**Texto para ler**
++++++
*Jose Carlos Cirilo é diretor-geral interino do Departamento Nacional do Sesc
Acabar com a fome e a má-nutrição até 2030 é um dos Objetivos de Desenvolvimento Sustentável (ODS) criados pela Organização das Nações Unidas (ONU). A ideia é garantir que todas as pessoas, em especial as crianças, tenham acesso a alimentos nutritivos e uma vida de qualidade. A oito anos desta data limite, nos deparamos com o registro de uma taxa de insegurança alimentar no país maior que a média global, de 35%.
Segundo dados do Instituto Gallup, no Brasil esta taxa saltou de 17% em 2014 para 36% no final de 2021, patamar recorde. O levantamento constatou que 45% dos entrevistados atingidos pela fome durante 2021 tinham idades entre 30 e 49 anos. Mais recentemente, um levantamento realizado entre novembro de 2021 e abril de 2022 pela Rede Brasileira de Pesquisa em Soberania e Segurança Alimentar indicou 33,1 milhões de pessoas sem ter o que comer diariamente e mais da metade da população em situação de insegurança alimentar, ou seja, sem acesso regular e permanente a alimentos.
++++++
**Dados registrados**
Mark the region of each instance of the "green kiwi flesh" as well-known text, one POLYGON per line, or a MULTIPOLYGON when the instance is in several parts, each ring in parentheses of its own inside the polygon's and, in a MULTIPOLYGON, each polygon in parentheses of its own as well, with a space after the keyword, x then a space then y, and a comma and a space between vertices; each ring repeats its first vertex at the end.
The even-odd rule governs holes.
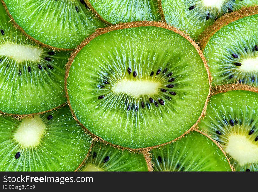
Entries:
++++++
**Exercício proposto**
Transforme em lista o parágrafo do texto sobre a fome no Brasil que começa com "Segundo dados do Instituto Gallup", mantendo os números principais.

**Resposta**
- Instituto Gallup: a taxa de insegurança alimentar no Brasil subiu de 17% em 2014 para 36% no fim de 2021, um recorde.
- Em 2021, 45% dos entrevistados que passaram fome tinham entre 30 e 49 anos.
- Rede Brasileira de Pesquisa em Soberania e Segurança Alimentar (novembro de 2021 a abril de 2022): 33,1 milhões de pessoas não tinham o que comer todos os dias.
- Na mesma pesquisa, mais da metade da população estava em insegurança alimentar, ou seja, sem acesso regular e permanente a alimentos.